THE PROBLEM » Across the material below, say how many lines contain the string "dormer", and add no other words.
-*-
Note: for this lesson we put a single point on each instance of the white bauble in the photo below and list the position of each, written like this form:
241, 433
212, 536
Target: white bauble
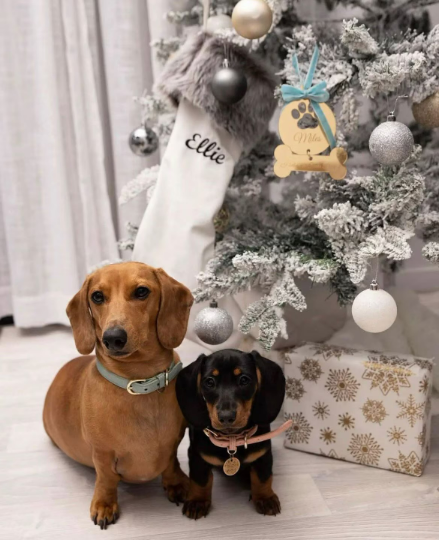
218, 22
213, 325
374, 310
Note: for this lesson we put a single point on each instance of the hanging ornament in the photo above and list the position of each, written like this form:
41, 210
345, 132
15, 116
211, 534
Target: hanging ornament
252, 19
218, 22
426, 113
229, 85
374, 310
307, 128
213, 325
143, 141
391, 142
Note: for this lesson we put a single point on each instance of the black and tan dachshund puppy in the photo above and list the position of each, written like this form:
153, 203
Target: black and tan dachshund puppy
230, 392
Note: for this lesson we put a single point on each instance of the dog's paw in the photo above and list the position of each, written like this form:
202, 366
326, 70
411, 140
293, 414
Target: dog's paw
305, 120
104, 513
196, 509
269, 506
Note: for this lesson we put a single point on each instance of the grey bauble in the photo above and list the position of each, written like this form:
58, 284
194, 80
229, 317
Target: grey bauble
143, 141
391, 142
213, 325
229, 85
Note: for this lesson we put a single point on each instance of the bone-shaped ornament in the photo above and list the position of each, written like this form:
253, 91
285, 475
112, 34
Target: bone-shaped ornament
333, 164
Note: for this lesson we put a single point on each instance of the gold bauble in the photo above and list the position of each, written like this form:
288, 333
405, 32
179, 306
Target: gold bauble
252, 19
426, 113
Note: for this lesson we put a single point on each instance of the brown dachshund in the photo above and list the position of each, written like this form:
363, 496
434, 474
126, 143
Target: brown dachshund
134, 315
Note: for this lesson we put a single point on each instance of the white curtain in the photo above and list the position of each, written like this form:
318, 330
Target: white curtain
69, 70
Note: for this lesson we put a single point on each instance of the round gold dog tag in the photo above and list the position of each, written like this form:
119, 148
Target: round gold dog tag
231, 466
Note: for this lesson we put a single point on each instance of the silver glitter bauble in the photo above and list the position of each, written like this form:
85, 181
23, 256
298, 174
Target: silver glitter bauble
229, 86
252, 19
213, 325
391, 142
426, 113
143, 141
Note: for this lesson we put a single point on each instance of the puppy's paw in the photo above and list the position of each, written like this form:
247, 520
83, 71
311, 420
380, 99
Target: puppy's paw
104, 513
269, 506
196, 509
177, 487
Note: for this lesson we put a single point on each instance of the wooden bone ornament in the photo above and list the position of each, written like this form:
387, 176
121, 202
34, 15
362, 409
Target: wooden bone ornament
307, 128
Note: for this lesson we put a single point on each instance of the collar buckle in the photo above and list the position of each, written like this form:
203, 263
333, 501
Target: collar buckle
166, 374
130, 390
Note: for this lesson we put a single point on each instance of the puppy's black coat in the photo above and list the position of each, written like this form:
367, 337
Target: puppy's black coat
230, 391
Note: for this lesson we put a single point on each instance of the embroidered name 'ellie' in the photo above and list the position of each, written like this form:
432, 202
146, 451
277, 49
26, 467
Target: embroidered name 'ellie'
208, 149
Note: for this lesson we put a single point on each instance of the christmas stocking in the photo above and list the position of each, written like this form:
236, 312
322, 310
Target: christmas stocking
177, 231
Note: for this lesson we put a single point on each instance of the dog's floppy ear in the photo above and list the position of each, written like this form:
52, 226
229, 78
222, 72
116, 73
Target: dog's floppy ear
81, 320
175, 304
271, 390
189, 396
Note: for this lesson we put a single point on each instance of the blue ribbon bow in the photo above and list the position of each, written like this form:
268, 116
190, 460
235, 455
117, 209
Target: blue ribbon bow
316, 94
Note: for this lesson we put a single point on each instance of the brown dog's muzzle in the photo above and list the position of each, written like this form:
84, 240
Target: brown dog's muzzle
115, 338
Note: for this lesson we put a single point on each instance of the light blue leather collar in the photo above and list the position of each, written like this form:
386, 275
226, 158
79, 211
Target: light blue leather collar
137, 387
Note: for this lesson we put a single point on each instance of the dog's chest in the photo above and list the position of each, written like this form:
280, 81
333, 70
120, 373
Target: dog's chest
144, 434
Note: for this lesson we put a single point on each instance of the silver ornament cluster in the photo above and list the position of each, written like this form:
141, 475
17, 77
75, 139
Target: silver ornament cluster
213, 325
229, 85
143, 141
391, 142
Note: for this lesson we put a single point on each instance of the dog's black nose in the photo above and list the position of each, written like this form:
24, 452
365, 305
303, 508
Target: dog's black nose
227, 417
115, 338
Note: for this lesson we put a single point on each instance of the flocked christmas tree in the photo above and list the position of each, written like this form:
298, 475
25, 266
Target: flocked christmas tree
324, 229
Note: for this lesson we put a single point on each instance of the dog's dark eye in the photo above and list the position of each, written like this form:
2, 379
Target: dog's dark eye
98, 297
244, 380
209, 382
141, 292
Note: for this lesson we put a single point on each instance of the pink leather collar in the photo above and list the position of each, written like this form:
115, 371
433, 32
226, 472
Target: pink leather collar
231, 442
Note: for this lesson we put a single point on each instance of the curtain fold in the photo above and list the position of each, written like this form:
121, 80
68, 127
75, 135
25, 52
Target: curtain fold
69, 71
55, 218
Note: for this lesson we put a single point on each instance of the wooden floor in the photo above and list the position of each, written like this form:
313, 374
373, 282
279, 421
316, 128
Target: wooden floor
45, 495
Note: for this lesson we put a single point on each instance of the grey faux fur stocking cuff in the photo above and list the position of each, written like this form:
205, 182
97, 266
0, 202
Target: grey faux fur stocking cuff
190, 71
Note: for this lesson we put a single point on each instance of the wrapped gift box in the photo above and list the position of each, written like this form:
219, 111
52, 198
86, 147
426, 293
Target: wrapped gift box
367, 407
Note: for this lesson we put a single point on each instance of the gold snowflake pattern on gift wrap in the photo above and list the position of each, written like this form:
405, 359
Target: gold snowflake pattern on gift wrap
424, 384
374, 411
327, 435
332, 453
397, 435
311, 370
365, 449
424, 363
410, 410
388, 373
421, 438
342, 385
346, 421
410, 464
300, 430
331, 351
294, 388
320, 410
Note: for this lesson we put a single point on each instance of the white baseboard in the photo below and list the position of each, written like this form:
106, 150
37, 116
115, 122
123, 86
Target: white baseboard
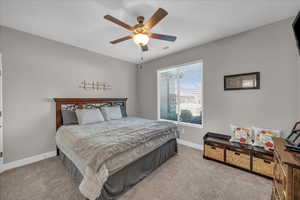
190, 144
26, 161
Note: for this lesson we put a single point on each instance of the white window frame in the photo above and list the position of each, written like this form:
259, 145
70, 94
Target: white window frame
162, 69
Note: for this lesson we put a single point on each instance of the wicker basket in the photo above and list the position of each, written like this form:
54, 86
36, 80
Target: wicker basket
238, 159
262, 166
214, 152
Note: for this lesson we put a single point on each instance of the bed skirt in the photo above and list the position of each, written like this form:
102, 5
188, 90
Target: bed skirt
121, 181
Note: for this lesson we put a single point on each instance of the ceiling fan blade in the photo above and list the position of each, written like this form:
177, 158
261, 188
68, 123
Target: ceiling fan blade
163, 37
145, 48
156, 17
116, 21
121, 39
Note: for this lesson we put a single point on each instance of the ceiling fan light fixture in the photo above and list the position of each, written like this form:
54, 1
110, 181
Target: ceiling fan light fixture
141, 39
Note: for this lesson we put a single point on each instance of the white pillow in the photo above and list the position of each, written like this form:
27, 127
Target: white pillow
111, 112
89, 116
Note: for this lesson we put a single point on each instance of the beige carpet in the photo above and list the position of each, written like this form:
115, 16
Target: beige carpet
184, 177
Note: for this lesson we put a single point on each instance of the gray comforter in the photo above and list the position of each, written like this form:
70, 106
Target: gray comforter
100, 147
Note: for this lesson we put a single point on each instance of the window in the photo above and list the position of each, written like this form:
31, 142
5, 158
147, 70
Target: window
180, 94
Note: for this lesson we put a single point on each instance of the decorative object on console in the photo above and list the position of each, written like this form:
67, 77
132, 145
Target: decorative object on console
286, 182
247, 157
294, 138
241, 135
95, 85
242, 81
263, 137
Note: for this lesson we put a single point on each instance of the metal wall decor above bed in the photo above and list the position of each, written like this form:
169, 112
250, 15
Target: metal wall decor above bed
81, 102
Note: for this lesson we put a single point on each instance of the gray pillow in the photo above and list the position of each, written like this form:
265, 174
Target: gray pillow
69, 117
111, 112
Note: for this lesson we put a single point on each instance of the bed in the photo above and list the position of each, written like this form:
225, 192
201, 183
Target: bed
106, 159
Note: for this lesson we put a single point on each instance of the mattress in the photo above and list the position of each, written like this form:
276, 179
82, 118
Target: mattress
100, 150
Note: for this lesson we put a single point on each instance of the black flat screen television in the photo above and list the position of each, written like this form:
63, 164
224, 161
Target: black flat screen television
296, 27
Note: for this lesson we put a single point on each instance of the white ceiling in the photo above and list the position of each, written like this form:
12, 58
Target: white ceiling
80, 22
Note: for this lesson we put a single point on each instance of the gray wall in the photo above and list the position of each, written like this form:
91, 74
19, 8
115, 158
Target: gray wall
270, 50
35, 71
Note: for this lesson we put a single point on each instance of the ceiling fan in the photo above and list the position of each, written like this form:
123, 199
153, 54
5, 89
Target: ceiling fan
141, 31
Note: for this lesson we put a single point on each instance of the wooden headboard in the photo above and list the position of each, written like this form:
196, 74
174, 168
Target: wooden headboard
82, 101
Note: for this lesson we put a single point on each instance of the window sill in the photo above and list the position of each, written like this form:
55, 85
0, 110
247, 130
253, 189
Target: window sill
184, 124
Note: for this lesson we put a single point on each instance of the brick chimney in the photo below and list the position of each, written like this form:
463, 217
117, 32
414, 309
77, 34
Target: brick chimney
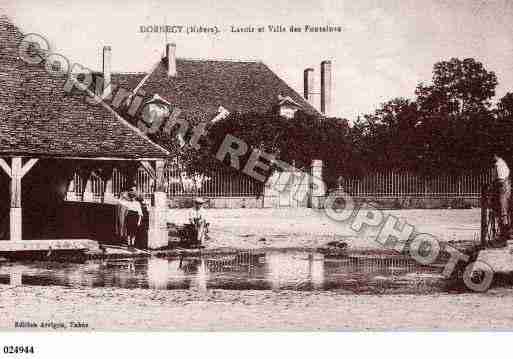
326, 87
308, 86
107, 55
171, 59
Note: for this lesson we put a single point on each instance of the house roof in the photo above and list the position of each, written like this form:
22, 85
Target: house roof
39, 118
202, 86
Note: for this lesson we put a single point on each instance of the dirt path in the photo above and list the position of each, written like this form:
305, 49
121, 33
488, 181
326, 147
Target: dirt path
302, 227
120, 309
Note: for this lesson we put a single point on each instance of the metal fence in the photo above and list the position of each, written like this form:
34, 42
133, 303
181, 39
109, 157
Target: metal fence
410, 184
177, 183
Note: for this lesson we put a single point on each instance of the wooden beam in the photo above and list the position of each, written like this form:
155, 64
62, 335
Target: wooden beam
159, 174
15, 212
16, 182
5, 167
28, 166
147, 166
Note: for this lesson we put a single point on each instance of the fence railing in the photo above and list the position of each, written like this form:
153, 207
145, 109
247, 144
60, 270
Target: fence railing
410, 184
177, 183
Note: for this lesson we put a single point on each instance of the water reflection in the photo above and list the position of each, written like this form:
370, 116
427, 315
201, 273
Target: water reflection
276, 270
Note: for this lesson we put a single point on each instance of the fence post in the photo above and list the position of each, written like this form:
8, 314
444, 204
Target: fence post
317, 187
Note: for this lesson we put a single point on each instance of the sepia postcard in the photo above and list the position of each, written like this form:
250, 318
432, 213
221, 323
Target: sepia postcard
255, 166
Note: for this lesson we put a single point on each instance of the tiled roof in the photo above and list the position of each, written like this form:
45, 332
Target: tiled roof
37, 117
201, 86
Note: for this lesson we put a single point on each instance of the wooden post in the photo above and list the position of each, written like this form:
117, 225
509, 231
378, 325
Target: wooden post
16, 172
88, 189
157, 232
15, 212
108, 196
70, 193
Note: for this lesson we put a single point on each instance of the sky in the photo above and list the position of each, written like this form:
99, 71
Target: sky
384, 50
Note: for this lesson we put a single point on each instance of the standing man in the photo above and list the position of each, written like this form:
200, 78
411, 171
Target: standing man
503, 185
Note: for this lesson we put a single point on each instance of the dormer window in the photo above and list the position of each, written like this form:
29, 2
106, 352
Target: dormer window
-*-
ANSWER BOX » 2